WHAT THE TASK ASKS: Recast the entries below as a single JSON list of strings, one string per line, with blank lines left out.

STORED DATA:
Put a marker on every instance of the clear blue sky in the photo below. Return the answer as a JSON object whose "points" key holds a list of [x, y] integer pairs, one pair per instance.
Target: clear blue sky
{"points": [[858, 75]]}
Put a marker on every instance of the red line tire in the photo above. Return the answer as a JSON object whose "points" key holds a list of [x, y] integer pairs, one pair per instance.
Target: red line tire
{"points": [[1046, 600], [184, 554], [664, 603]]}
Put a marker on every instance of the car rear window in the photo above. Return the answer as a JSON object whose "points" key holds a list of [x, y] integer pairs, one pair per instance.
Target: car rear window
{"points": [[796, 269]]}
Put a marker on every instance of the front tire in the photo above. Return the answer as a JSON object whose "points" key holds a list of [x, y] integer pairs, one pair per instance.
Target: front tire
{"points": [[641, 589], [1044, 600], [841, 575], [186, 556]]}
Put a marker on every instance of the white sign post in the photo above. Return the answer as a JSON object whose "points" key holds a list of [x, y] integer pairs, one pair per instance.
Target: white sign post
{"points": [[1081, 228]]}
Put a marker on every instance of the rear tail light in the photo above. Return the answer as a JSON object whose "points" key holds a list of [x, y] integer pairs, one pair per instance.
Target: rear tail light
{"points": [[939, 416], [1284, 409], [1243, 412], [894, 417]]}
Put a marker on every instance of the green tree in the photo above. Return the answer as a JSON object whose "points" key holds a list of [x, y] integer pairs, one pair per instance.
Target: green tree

REPLY:
[
  "Put a marker on every instance of the clear blue sky in the photo below. Return the answer as a JSON object whose \"points\" key holds a list of [x, y] integer pairs, one pair per instance.",
  "Target: clear blue sky",
  "{\"points\": [[858, 75]]}",
  "Put a marker on every instance of the red line tire in the photo above. Return the answer as a JSON object whose \"points\" key holds a list of [x, y] integer pairs, one pair per instance.",
  "Target: red line tire",
  "{\"points\": [[1046, 600], [184, 554], [664, 603]]}",
  "Put a marker on every instance of the car rear window in the photo above. Return the answer as a JSON object whose \"points\" key holds a list of [x, y] integer pairs, one pair per instance.",
  "Target: car rear window",
  "{\"points\": [[796, 269]]}",
  "Put a marker on every instance of the front tire in the photo above. Return the answer as a JSON object whose \"points\" key holds a list of [x, y] integer pairs, one pair per instance.",
  "Target: front tire",
  "{\"points\": [[641, 589], [1044, 600], [841, 575], [186, 556]]}",
  "Put a marker on every instance of the white sign post in the photo above. Return the answer as a JSON object whose \"points\" key holds a list of [x, y] integer pairs, one pair per instance.",
  "Target: white sign post",
  "{\"points\": [[1081, 228]]}",
  "Put a marker on every instance of the rear tail light in the photo above. Return the answer as a JSON object whose \"points\" key holds a list of [x, y] integer pairs, one pair per instance.",
  "Target: rear tail light",
  "{\"points\": [[939, 416], [1284, 409], [1243, 412], [894, 417]]}",
  "Put a marker on every instance of the green tree in the photo above. Return the answer as a JSON object whose \"points\" key holds a list of [x, y] integer pairs, one pair per instance.",
  "Target: green tree"
]